#### EXERCISE AIM
Reproduce every entry exactly.
Start of SUPPLIED RECORDS
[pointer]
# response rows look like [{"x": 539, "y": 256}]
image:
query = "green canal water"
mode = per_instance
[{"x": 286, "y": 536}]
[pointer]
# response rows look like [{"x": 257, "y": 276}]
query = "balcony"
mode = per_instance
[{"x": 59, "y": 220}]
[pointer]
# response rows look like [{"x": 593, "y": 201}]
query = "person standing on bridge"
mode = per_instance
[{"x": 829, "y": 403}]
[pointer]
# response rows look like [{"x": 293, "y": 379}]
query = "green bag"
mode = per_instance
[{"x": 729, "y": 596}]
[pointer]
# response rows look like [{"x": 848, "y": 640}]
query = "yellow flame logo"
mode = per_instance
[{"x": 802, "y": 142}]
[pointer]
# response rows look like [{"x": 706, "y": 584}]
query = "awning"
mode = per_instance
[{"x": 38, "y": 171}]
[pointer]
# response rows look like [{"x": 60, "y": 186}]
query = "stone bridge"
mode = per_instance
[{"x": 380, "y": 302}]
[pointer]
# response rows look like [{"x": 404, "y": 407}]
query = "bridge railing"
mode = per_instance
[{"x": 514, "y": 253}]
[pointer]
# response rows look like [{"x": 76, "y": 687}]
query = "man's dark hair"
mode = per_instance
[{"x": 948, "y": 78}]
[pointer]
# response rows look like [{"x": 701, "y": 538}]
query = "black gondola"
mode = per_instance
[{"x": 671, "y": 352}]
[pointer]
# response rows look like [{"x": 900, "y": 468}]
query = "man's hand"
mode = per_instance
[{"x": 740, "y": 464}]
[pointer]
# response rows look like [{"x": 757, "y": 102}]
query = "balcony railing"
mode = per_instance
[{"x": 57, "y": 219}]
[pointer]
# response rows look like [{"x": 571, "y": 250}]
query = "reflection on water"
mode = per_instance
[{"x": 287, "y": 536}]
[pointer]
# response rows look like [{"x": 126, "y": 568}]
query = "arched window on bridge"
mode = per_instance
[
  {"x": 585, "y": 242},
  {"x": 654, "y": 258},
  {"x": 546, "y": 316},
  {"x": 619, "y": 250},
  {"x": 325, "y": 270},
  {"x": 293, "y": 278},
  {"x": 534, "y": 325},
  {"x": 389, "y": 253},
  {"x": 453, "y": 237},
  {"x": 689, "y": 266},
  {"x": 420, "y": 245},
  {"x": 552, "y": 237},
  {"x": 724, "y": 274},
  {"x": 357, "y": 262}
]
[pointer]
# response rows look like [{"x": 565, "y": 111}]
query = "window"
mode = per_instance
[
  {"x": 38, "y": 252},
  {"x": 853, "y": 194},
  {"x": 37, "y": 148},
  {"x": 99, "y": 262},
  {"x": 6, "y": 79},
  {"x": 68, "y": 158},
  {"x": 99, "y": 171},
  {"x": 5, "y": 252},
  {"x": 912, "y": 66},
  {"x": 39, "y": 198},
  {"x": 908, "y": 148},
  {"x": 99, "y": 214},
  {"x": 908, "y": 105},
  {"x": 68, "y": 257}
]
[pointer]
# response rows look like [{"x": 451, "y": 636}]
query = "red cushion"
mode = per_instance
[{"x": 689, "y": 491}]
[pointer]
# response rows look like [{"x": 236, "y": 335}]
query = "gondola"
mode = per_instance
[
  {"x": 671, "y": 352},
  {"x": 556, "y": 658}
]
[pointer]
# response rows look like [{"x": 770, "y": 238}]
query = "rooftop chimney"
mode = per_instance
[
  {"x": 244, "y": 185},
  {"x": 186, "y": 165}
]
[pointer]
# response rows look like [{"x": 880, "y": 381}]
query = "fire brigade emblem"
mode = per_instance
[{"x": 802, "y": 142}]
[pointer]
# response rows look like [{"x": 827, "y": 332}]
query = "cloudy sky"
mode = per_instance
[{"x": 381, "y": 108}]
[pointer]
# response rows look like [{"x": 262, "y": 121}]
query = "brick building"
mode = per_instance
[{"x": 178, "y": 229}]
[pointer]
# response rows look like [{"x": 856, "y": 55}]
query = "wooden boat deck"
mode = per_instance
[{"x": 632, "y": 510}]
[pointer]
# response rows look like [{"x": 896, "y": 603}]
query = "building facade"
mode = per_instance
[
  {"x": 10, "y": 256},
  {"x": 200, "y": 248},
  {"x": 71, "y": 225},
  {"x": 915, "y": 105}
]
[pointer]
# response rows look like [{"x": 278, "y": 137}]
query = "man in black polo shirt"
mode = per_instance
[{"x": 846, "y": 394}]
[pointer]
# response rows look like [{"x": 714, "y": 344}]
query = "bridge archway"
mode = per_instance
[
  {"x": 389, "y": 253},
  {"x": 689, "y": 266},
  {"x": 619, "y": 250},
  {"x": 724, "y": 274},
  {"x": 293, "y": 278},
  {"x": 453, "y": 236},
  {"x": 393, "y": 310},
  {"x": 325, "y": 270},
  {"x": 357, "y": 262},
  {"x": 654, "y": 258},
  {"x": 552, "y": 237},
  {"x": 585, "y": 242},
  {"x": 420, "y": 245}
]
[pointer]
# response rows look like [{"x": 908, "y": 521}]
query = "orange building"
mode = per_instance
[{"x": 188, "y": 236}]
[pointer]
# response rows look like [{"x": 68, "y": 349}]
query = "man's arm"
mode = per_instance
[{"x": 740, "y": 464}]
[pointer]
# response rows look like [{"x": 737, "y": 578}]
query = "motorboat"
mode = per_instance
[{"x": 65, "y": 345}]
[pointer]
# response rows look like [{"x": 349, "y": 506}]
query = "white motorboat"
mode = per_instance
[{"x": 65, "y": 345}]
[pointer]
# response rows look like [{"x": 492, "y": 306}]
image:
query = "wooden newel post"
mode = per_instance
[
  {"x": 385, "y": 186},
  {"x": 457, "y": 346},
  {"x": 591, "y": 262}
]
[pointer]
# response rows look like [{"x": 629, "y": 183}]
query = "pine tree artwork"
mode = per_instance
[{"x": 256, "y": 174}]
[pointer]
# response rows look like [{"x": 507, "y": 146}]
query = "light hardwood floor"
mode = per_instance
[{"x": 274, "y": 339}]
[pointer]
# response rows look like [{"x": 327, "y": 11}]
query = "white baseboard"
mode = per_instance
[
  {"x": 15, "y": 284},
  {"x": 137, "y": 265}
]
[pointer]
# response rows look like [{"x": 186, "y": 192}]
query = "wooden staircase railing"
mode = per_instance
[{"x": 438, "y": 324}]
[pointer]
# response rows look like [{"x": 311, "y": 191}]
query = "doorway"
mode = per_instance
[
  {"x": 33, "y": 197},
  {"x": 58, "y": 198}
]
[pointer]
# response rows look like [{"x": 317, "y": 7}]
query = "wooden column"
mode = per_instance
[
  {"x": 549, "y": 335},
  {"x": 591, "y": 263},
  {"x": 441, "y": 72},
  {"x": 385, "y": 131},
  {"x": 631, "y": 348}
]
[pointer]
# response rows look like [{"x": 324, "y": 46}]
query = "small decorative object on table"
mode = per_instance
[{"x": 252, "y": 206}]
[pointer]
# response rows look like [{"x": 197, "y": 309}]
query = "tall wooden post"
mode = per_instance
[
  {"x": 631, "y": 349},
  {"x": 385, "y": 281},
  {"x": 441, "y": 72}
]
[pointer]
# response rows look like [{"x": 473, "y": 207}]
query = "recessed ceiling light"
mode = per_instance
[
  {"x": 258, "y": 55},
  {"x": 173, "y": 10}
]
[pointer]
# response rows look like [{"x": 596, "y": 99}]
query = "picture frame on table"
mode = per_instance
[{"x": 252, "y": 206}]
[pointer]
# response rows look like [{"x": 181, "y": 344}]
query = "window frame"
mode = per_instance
End of SUPPLIED RECORDS
#### TASK ANSWER
[pointer]
# response rows look like [{"x": 539, "y": 256}]
image:
query = "green canal water"
mode = per_instance
[{"x": 286, "y": 536}]
[pointer]
# response rows look like [{"x": 257, "y": 276}]
query = "balcony"
mode = per_instance
[{"x": 59, "y": 220}]
[pointer]
# response rows look like [{"x": 593, "y": 201}]
query = "person standing on bridge"
mode = per_instance
[{"x": 829, "y": 403}]
[pointer]
# response rows look like [{"x": 293, "y": 379}]
query = "green bag"
mode = per_instance
[{"x": 729, "y": 596}]
[pointer]
# response rows look like [{"x": 848, "y": 640}]
query = "yellow flame logo"
mode = per_instance
[{"x": 802, "y": 142}]
[pointer]
# response rows look like [{"x": 706, "y": 584}]
query = "awning"
mode = per_instance
[{"x": 38, "y": 171}]
[pointer]
# response rows look like [{"x": 60, "y": 186}]
query = "stone bridge"
mode = per_instance
[{"x": 380, "y": 302}]
[pointer]
# response rows look like [{"x": 404, "y": 407}]
query = "bridge railing"
mode = per_instance
[{"x": 514, "y": 253}]
[pointer]
# response rows look like [{"x": 76, "y": 687}]
query = "man's dark hair"
mode = per_instance
[{"x": 948, "y": 78}]
[pointer]
# response rows look like [{"x": 701, "y": 538}]
query = "black gondola"
mode = per_instance
[{"x": 671, "y": 352}]
[pointer]
# response rows look like [{"x": 900, "y": 468}]
query = "man's hand"
mode = per_instance
[{"x": 740, "y": 464}]
[pointer]
# response rows look like [{"x": 757, "y": 102}]
query = "balcony railing"
mode = per_instance
[{"x": 57, "y": 219}]
[pointer]
# response rows look like [{"x": 571, "y": 250}]
query = "reflection on water"
mode = per_instance
[{"x": 287, "y": 536}]
[pointer]
# response rows look like [{"x": 126, "y": 568}]
query = "arched window on bridge"
mode = per_instance
[
  {"x": 585, "y": 242},
  {"x": 654, "y": 258},
  {"x": 546, "y": 316},
  {"x": 619, "y": 250},
  {"x": 325, "y": 270},
  {"x": 293, "y": 278},
  {"x": 534, "y": 325},
  {"x": 389, "y": 253},
  {"x": 453, "y": 237},
  {"x": 689, "y": 266},
  {"x": 420, "y": 245},
  {"x": 552, "y": 237},
  {"x": 724, "y": 274},
  {"x": 357, "y": 262}
]
[pointer]
# response rows look like [{"x": 565, "y": 111}]
query = "window"
mode = per_instance
[
  {"x": 38, "y": 252},
  {"x": 853, "y": 194},
  {"x": 37, "y": 148},
  {"x": 99, "y": 262},
  {"x": 6, "y": 79},
  {"x": 68, "y": 158},
  {"x": 99, "y": 171},
  {"x": 5, "y": 252},
  {"x": 912, "y": 66},
  {"x": 39, "y": 198},
  {"x": 908, "y": 148},
  {"x": 99, "y": 214},
  {"x": 908, "y": 105},
  {"x": 68, "y": 257}
]
[pointer]
# response rows look like [{"x": 451, "y": 636}]
query = "red cushion"
mode = per_instance
[{"x": 689, "y": 491}]
[pointer]
# response rows look like [{"x": 236, "y": 335}]
query = "gondola"
mode = per_instance
[
  {"x": 671, "y": 352},
  {"x": 556, "y": 658}
]
[pointer]
# response rows look like [{"x": 770, "y": 238}]
query = "rooftop chimney"
mode = per_instance
[
  {"x": 244, "y": 185},
  {"x": 186, "y": 165}
]
[pointer]
# response rows look like [{"x": 880, "y": 381}]
query = "fire brigade emblem"
mode = per_instance
[{"x": 802, "y": 142}]
[pointer]
# response rows look like [{"x": 827, "y": 332}]
query = "cloudy sky"
mode = per_instance
[{"x": 381, "y": 108}]
[pointer]
# response rows look like [{"x": 262, "y": 121}]
query = "brick building"
mode = per_instance
[{"x": 178, "y": 229}]
[pointer]
# response rows look like [{"x": 856, "y": 55}]
query = "wooden boat deck"
mode = per_instance
[{"x": 632, "y": 510}]
[pointer]
# response rows look like [{"x": 896, "y": 603}]
query = "building facade"
mode = per_instance
[
  {"x": 10, "y": 256},
  {"x": 200, "y": 248},
  {"x": 71, "y": 225},
  {"x": 915, "y": 105}
]
[pointer]
# response rows look like [{"x": 278, "y": 137}]
query = "man in black polo shirt"
mode = per_instance
[{"x": 846, "y": 394}]
[pointer]
# response rows look like [{"x": 714, "y": 344}]
query = "bridge archway"
mode = per_instance
[
  {"x": 389, "y": 253},
  {"x": 689, "y": 266},
  {"x": 619, "y": 250},
  {"x": 724, "y": 274},
  {"x": 293, "y": 278},
  {"x": 453, "y": 236},
  {"x": 393, "y": 310},
  {"x": 325, "y": 270},
  {"x": 357, "y": 262},
  {"x": 654, "y": 258},
  {"x": 552, "y": 237},
  {"x": 585, "y": 242},
  {"x": 420, "y": 245}
]
[pointer]
# response rows look like [{"x": 908, "y": 521}]
query = "orange building"
mode = per_instance
[{"x": 188, "y": 236}]
[pointer]
# response rows look like [{"x": 68, "y": 349}]
query = "man's arm"
mode = per_instance
[{"x": 740, "y": 464}]
[pointer]
# response rows look like [{"x": 737, "y": 578}]
query = "motorboat"
mode = per_instance
[{"x": 65, "y": 345}]
[pointer]
# response rows look like [{"x": 349, "y": 506}]
query = "white motorboat"
mode = per_instance
[{"x": 65, "y": 345}]
[pointer]
# response rows look like [{"x": 492, "y": 306}]
image:
query = "wooden newel post"
mode = per_instance
[
  {"x": 385, "y": 186},
  {"x": 457, "y": 346},
  {"x": 591, "y": 262}
]
[pointer]
# response rows look like [{"x": 629, "y": 183}]
query = "pine tree artwork"
mode = per_instance
[{"x": 256, "y": 174}]
[pointer]
# response rows look like [{"x": 507, "y": 146}]
query = "light hardwood floor"
mode = per_instance
[{"x": 274, "y": 339}]
[pointer]
# response rows look like [{"x": 327, "y": 11}]
query = "white baseboard"
mode = per_instance
[
  {"x": 15, "y": 284},
  {"x": 137, "y": 265}
]
[pointer]
# response rows look like [{"x": 186, "y": 192}]
query = "wooden staircase railing"
mode = per_instance
[{"x": 438, "y": 324}]
[pointer]
# response rows look like [{"x": 311, "y": 191}]
query = "doorway"
mode = per_instance
[
  {"x": 33, "y": 197},
  {"x": 58, "y": 198}
]
[pointer]
# response rows look like [{"x": 317, "y": 7}]
query = "wooden column"
mode = per_instance
[
  {"x": 549, "y": 335},
  {"x": 591, "y": 263},
  {"x": 441, "y": 72},
  {"x": 385, "y": 131},
  {"x": 631, "y": 348}
]
[pointer]
# response rows look like [{"x": 324, "y": 46}]
query = "small decorative object on table"
mode = per_instance
[{"x": 252, "y": 206}]
[pointer]
# response rows look like [{"x": 197, "y": 309}]
query = "tall wooden post"
mode = per_instance
[
  {"x": 631, "y": 349},
  {"x": 385, "y": 281},
  {"x": 441, "y": 72}
]
[pointer]
# response rows look like [{"x": 473, "y": 207}]
query = "recessed ceiling light"
mode = per_instance
[
  {"x": 258, "y": 55},
  {"x": 173, "y": 10}
]
[pointer]
# response rows look like [{"x": 596, "y": 99}]
query = "picture frame on table"
mode = per_instance
[{"x": 252, "y": 206}]
[pointer]
# response rows look like [{"x": 181, "y": 344}]
query = "window frame"
mode = per_instance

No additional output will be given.